PROMPT:
Format the records from the line with "like (9, 135)." up to and including the line with "(219, 1013)" as a two-column CSV with the columns record_text and answer. Give one row per record, with its text and its answer each in a single quoted field and any line breaks replaced by spaces.

::: ENTRIES SHOWN :::

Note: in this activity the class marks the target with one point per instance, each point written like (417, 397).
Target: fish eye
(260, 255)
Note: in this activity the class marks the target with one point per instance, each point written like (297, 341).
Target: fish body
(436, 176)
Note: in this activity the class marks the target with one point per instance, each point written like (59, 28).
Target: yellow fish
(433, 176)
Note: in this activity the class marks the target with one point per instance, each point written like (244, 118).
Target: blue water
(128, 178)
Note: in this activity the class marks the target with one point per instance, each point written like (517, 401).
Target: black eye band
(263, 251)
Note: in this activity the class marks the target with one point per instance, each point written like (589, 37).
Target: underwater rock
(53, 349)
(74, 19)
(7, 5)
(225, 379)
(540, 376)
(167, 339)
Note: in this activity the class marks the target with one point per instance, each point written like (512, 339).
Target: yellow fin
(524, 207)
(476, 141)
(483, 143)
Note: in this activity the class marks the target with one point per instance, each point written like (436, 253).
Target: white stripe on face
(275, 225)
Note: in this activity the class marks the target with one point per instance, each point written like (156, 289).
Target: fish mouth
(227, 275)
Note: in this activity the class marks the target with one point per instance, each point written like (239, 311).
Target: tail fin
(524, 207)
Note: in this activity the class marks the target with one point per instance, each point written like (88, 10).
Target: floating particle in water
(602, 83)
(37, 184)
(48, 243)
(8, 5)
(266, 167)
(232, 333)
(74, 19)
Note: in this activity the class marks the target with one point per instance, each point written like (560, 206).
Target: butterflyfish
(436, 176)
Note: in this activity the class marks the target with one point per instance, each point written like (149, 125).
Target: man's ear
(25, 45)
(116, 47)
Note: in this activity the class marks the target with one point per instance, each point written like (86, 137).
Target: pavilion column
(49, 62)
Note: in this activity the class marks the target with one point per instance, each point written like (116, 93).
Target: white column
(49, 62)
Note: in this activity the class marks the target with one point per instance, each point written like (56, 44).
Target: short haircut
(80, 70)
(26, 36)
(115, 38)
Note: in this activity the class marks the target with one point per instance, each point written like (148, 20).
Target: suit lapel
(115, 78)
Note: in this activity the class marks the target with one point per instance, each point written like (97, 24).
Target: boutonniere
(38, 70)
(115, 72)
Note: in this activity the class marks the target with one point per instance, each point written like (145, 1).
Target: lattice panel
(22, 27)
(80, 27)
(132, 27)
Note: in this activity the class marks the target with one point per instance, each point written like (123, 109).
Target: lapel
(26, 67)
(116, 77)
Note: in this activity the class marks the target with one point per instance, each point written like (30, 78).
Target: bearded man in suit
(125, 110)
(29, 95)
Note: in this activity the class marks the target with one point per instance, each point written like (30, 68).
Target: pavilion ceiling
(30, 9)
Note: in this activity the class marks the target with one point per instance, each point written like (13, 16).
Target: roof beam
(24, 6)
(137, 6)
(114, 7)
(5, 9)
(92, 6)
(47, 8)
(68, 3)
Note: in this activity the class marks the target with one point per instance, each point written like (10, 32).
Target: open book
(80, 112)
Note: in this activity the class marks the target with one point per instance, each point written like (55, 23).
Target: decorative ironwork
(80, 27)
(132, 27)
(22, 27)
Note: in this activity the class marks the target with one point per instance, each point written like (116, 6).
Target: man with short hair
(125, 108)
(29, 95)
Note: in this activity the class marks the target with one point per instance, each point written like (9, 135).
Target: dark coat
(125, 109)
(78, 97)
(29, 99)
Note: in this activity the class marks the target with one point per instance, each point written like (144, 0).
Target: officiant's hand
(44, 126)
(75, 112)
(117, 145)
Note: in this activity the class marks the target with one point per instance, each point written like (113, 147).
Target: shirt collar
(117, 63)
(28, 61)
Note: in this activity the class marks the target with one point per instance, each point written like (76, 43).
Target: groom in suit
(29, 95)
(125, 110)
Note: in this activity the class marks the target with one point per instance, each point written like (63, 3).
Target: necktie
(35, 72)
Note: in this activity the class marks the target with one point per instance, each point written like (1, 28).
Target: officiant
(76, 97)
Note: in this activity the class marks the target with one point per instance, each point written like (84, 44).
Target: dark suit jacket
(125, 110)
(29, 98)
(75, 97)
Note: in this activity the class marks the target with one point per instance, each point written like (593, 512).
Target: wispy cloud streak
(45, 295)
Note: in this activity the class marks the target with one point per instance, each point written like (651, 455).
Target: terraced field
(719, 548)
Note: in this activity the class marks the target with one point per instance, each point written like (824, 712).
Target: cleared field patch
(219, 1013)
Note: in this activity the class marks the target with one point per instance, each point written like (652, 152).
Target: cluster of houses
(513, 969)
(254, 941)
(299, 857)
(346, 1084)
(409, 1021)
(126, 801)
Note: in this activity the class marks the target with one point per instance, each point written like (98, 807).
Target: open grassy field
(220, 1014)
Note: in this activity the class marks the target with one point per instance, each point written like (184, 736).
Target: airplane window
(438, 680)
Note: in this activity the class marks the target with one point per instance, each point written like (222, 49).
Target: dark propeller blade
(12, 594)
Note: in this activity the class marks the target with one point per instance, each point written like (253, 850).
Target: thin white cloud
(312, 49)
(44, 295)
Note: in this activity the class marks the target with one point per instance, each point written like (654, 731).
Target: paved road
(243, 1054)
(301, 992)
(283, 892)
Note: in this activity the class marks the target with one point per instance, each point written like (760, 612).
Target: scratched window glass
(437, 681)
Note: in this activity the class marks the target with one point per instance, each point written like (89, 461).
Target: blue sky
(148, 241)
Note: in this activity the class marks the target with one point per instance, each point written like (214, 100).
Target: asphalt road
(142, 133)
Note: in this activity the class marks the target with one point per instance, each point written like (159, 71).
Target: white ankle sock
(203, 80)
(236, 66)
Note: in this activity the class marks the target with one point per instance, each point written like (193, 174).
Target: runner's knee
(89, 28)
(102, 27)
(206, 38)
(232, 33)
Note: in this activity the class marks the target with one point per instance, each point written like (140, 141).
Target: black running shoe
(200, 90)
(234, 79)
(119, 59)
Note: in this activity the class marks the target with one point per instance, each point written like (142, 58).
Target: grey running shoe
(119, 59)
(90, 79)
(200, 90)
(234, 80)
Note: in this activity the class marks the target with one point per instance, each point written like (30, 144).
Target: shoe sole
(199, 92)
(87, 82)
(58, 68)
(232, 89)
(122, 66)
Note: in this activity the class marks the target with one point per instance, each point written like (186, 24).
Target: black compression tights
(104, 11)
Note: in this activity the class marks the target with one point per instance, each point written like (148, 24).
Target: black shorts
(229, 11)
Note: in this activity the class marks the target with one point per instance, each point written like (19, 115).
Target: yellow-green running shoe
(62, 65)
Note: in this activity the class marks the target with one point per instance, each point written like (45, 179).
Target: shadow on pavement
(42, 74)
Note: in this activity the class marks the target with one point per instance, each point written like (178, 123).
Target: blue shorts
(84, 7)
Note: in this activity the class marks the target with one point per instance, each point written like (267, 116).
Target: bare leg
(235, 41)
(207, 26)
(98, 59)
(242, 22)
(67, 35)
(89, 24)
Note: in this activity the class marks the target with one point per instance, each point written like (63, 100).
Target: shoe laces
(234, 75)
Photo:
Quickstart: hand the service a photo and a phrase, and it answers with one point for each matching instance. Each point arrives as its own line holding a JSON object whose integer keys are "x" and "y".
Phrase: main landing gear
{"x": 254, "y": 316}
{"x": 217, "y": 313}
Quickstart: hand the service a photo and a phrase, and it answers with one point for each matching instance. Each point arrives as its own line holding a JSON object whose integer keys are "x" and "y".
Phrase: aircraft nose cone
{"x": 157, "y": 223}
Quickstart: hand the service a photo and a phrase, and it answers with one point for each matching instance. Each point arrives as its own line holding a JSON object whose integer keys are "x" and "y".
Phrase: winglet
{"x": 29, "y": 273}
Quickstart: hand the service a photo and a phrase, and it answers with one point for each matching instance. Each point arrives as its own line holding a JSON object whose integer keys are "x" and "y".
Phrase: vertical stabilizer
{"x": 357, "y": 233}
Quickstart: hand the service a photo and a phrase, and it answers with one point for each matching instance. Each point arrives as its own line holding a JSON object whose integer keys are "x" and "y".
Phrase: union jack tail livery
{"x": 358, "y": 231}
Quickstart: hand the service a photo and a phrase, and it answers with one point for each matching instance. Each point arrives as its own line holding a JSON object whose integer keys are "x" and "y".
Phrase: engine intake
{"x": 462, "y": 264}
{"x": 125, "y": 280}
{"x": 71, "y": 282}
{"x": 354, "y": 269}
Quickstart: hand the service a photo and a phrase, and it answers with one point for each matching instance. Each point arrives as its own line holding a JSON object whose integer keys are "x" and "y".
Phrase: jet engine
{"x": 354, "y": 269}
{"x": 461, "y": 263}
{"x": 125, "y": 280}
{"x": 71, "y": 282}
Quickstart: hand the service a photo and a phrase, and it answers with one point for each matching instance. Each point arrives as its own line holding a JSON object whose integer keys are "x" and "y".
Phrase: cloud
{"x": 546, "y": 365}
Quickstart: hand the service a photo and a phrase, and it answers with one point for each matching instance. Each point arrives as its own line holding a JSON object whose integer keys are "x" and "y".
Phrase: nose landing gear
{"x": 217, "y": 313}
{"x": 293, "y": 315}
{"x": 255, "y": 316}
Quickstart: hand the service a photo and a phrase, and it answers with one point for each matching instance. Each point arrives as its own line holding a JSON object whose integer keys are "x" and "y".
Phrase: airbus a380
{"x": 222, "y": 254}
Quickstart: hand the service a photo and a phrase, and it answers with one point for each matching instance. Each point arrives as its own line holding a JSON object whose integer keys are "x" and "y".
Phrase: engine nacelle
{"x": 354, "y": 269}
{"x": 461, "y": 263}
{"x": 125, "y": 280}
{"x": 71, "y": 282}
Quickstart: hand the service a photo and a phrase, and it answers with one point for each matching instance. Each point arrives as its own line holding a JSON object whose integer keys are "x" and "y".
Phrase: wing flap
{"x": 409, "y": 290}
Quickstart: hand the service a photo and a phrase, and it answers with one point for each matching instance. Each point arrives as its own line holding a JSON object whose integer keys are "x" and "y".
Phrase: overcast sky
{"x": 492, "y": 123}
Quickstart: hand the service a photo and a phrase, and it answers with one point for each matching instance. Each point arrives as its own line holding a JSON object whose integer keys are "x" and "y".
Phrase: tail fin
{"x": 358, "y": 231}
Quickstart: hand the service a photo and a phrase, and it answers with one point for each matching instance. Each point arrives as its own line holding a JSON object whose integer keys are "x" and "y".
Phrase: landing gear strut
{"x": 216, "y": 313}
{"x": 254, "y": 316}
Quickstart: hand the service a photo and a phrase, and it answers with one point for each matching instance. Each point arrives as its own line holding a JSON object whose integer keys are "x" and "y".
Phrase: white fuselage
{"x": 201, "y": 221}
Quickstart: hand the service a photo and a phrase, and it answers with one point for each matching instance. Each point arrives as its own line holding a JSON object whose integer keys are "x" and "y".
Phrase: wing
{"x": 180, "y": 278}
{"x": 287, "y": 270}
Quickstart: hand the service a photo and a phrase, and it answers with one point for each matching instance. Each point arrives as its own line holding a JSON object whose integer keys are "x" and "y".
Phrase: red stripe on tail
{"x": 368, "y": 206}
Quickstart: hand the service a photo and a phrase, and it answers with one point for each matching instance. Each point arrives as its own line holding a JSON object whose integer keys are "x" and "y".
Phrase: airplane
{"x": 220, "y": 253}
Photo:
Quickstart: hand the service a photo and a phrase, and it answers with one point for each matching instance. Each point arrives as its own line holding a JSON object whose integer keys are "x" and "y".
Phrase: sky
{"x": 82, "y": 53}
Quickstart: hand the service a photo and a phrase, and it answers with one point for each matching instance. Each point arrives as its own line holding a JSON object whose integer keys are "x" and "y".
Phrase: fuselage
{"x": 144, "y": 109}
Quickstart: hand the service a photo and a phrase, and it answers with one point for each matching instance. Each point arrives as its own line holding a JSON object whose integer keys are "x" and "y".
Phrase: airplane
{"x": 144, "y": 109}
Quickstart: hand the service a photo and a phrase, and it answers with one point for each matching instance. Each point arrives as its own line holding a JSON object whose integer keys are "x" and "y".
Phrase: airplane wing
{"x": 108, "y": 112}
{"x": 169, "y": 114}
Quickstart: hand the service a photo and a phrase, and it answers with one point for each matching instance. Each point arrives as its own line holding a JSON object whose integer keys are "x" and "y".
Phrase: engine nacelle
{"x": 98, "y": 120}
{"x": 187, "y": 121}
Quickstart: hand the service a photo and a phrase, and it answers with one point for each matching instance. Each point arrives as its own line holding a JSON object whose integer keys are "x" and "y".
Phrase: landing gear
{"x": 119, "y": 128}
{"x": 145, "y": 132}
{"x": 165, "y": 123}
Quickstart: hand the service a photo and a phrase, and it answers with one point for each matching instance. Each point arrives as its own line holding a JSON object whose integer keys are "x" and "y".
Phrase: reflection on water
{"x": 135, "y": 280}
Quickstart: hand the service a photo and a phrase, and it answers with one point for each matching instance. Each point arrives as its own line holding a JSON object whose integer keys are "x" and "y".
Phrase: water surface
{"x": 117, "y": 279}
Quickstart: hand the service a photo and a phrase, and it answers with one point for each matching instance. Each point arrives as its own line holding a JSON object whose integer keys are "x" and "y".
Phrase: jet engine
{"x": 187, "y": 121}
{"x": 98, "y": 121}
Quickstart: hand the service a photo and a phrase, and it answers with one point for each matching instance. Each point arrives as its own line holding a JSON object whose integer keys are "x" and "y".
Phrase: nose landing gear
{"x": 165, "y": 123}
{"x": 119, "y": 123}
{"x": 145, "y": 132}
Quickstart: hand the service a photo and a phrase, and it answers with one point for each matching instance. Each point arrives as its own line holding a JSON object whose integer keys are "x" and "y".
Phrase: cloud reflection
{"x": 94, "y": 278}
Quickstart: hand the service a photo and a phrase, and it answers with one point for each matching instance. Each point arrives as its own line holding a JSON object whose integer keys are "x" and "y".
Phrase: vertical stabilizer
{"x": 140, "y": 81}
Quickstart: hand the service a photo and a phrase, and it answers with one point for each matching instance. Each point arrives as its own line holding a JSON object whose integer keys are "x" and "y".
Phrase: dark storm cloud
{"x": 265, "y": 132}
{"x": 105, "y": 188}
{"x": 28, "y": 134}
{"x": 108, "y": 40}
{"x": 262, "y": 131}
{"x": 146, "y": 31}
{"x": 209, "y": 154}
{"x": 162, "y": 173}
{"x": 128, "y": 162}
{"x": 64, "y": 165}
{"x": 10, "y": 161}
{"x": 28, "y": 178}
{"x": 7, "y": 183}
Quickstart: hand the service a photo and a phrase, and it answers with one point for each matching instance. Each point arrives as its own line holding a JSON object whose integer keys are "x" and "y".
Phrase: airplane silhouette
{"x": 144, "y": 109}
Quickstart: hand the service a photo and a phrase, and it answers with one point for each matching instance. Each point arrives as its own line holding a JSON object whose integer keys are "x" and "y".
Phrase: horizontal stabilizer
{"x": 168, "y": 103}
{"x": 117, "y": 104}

:::

FULL OUTPUT:
record_text,answer
"Note: in this activity the class marks the target with one point per instance, each point written like (9, 135). Target: dark coat","(125, 109) (78, 97) (29, 99)"
"Note: in this activity the class marks the target with one point per instance, each point written like (144, 0). Target: officiant's hand","(44, 126) (75, 112) (117, 145)"
"Note: in this activity the class marks the target with one point per instance, each point written like (113, 147). Target: shirt collar","(117, 63) (28, 61)"
"Note: in this activity the class marks the target with one point per instance, each point written like (76, 43). Target: groom in suit","(29, 95) (125, 110)"
"Note: in this activity the class marks the target with one point per instance, each point written like (63, 3). Target: necktie","(35, 72)"
"Note: in this activity the class marks the target with one point per instance, each point written like (1, 28). Target: officiant","(76, 97)"
"Note: in this activity the class marks the target with one point per instance, each point written like (84, 44). Target: dark suit jacket","(125, 110) (29, 98) (75, 97)"
"Note: in this activity the class marks the target with one point per instance, each point written like (593, 512). Target: wispy cloud streak","(45, 295)"
"Note: in this activity the class marks the target with one point per instance, each point written like (651, 455). Target: terraced field","(719, 548)"
"Note: in this activity the class marks the target with one point per instance, each point written like (824, 712). Target: cleared field patch","(219, 1013)"